## TASK STATEMENT
Count the lines in the rows below that contain the string "blurred", with case counting toward a match. Give only the number.
— begin —
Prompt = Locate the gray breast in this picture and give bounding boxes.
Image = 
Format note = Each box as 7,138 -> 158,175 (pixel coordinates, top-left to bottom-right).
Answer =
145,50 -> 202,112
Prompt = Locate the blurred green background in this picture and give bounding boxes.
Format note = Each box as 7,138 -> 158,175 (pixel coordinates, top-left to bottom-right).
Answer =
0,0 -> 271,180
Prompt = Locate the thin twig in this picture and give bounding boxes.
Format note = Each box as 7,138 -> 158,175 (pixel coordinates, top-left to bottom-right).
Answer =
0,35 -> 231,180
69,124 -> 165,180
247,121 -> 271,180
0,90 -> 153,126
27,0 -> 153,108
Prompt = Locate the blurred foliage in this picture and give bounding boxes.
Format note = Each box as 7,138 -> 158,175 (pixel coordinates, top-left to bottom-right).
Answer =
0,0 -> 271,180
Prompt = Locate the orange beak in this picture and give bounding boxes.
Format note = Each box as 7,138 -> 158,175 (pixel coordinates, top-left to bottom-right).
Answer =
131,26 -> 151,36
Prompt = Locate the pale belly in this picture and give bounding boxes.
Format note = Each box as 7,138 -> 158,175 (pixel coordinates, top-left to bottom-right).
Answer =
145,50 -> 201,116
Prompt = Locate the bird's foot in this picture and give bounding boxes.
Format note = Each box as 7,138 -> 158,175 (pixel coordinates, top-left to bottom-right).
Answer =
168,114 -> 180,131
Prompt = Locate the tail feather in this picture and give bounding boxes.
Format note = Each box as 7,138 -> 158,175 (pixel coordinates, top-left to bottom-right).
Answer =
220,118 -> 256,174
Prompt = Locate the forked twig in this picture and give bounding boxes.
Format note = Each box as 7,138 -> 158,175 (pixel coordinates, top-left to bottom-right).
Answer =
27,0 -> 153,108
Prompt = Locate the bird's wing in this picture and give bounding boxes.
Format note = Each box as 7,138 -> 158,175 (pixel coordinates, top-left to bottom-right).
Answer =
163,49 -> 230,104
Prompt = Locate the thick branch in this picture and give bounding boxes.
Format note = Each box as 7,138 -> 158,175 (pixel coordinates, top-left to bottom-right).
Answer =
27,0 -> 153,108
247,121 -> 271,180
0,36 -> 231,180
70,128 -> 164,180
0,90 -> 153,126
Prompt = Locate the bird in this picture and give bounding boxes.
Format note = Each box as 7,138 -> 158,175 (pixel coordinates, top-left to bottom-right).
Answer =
— end —
## WRITTEN ANSWER
2